SOURCE:
--- start ---
Chief among my uncertainties and anxieties was whether or not the fishing was any good, and if so how long it would take me to find good trout water. I’d moved here from a region in New York with an abundant variety of opportunities not only for decent trout fishing, but for numerous other species as well. Within 20 minutes of my apartment in Ithaca five rivers had carved gorges though the nearby hills, and at least three of those had good year-round trout streams.
Four of the five also had spawning runs of big rainbow trout coming up from Cayuga Lake in the spring, and brown trout and landlocked salmon moving up in the fall. Cayuga Lake itself is over 400 feet deep and nearly 40 miles long, and provided even more fishing opportunities. I was nervous moving to Vermont, thinking about what I had left behind.
Not by coincidence, my new house in Vermont stood the equivalent of a few long casts from the New Haven River, which looked like a good trout stream to me. I didn’t know anything about it, however, and when my first couple visits to the river failed to stir up any fish, I grew more nervous. Even when I did begin to catch fish, they were only colorless stocked rainbows and browns uniformly ten or 11 inches long. I began to miss my old fishing grounds, and thought Vermont offered little other than a poor put-and-take fishery.
More than a quarter of a century later, I have dozens of favorite local fishing spots in several rivers and bodies of waters. I know several places to go where I have a good chance of landing a few browns and rainbows, including wild fish and fish over 15 inches.
I know of another several locations where I can stir up brook trout in small streams or mountain ponds, and of some places in which I have caught brookies, browns, and rainbows in three consecutive pools in 30 minutes of fishing. I also have spots I can go to catch landlocked salmon, and others where I can land pike and smallmouth bass. Although I don’t fish often for perch, they are around also. I could even track down some lesser-known fish like bowfin (though I’ve only done so once.)
--- end ---
COLLECTED DATA:
--- start ---
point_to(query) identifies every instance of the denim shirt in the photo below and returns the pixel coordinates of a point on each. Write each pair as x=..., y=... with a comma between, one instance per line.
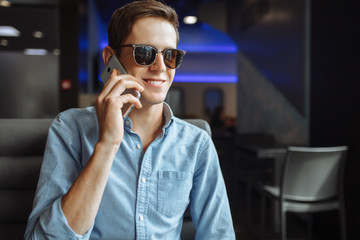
--- end ---
SET EXERCISE A: In the passage about fishing in Vermont, which river flowed a few long casts from the new house?
SET EXERCISE B: Extend the passage about fishing in Vermont, picking up right after its final sentence.

TASK RESULT A: The New Haven River.

TASK RESULT B:
And I’m still learning. Last week I was working on an article for a national fishing magazine, and I headed out fishing with local pike legend Brian Cadoret. We hopped our way downriver to several different locations, spending 30 to 50 minutes at each spot. Three of the four locations I was quite familiar with, but the fourth was new to me. (I knew the place existed, but had never fished there.) And it turned out that this new location was the only spot I landed a pike.
Still, I think back on those first few couple years in the area when I really struggled to find what I thought of as good fishing water. It was a lonely time, and I was thankful whenever a friend invited me fishing, or suggested a new spot to try. (I’m still thankful to friends like Brian willing to point out a new location to me, which is why I’m not mentioning that location in this article or in the national magazine story.)
Thus when I recently met somebody who had moved to Vermont from southwestern Colorado — a land I know from personal experience to be full of blue-ribbon trophy-trout water, and to which the Ithaca area paled in comparison — I could understand why he was nervous. He wondered, was there any good fishing to be found in Middlebury area? Was he giving up the possibility of ever catching a trophy trout again?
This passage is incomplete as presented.